*Task objective*:
Revise the records below so that every occurrence of "every instance" reads "each instance", leaving all other text unchanged.

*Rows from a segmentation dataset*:
════════════════
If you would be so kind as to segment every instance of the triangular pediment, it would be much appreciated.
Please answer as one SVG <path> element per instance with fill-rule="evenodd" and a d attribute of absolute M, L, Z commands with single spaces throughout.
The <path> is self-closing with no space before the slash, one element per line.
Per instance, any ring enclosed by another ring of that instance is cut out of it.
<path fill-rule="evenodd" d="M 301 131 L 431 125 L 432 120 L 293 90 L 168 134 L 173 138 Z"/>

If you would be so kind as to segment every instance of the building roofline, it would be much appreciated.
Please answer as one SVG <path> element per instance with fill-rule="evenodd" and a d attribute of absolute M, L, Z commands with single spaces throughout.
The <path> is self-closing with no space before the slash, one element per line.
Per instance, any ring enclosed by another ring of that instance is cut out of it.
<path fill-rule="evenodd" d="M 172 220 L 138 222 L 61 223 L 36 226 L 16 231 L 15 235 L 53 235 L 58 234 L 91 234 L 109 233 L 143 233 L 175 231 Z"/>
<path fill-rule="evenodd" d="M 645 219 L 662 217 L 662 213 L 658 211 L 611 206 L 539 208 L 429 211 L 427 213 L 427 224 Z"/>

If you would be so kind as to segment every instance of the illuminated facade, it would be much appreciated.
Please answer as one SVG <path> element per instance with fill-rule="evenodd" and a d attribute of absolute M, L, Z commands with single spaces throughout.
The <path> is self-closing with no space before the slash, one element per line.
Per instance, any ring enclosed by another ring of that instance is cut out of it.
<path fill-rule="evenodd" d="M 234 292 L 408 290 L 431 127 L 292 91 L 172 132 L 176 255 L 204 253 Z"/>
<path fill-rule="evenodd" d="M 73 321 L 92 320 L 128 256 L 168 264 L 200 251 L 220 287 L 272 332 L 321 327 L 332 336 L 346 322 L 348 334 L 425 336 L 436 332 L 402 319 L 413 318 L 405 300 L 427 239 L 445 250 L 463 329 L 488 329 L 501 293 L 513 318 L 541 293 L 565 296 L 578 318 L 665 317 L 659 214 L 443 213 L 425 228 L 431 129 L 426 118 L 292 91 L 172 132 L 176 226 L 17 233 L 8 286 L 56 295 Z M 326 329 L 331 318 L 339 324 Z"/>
════════════════
*Task output*:
If you would be so kind as to segment each instance of the triangular pediment, it would be much appreciated.
Please answer as one SVG <path> element per instance with fill-rule="evenodd" and a d attribute of absolute M, L, Z commands with single spaces throughout.
The <path> is self-closing with no space before the slash, one element per line.
Per instance, any ring enclosed by another ring of that instance is cut out of it.
<path fill-rule="evenodd" d="M 301 131 L 431 125 L 432 120 L 293 90 L 168 134 L 173 138 Z"/>

If you would be so kind as to segment each instance of the building roofline, it would be much appreciated.
Please answer as one SVG <path> element per instance with fill-rule="evenodd" and a d attribute of absolute M, L, Z commands with single spaces throughout.
The <path> is self-closing with no space before the slash, one element per line.
Per instance, any ring enclosed by another ring of that instance is cut out of it.
<path fill-rule="evenodd" d="M 172 220 L 138 222 L 61 223 L 36 226 L 16 231 L 15 235 L 53 235 L 58 234 L 91 234 L 109 233 L 143 233 L 175 231 Z"/>
<path fill-rule="evenodd" d="M 645 219 L 662 217 L 662 213 L 658 211 L 611 206 L 539 208 L 429 211 L 427 213 L 427 224 Z"/>

If you would be so kind as to segment each instance of the illuminated facade, it would be much appreciated.
Please answer as one SVG <path> element per instance with fill-rule="evenodd" and a d attribute of absolute M, L, Z commands with single spaces throughout.
The <path> is self-closing with no space before the slash, one element per line.
Per instance, any ring enclosed by another ring of that instance is cut out of it.
<path fill-rule="evenodd" d="M 234 292 L 408 290 L 431 127 L 292 91 L 172 132 L 176 255 L 204 253 Z"/>
<path fill-rule="evenodd" d="M 73 321 L 92 320 L 128 256 L 168 264 L 200 251 L 220 287 L 272 332 L 321 327 L 332 336 L 346 322 L 348 334 L 425 336 L 436 332 L 402 319 L 413 318 L 405 300 L 427 239 L 445 250 L 463 329 L 488 329 L 501 293 L 513 318 L 541 293 L 565 296 L 578 318 L 665 317 L 659 214 L 443 213 L 425 228 L 431 129 L 426 118 L 292 91 L 172 132 L 176 226 L 17 233 L 8 286 L 56 295 Z M 326 329 L 331 318 L 339 324 Z"/>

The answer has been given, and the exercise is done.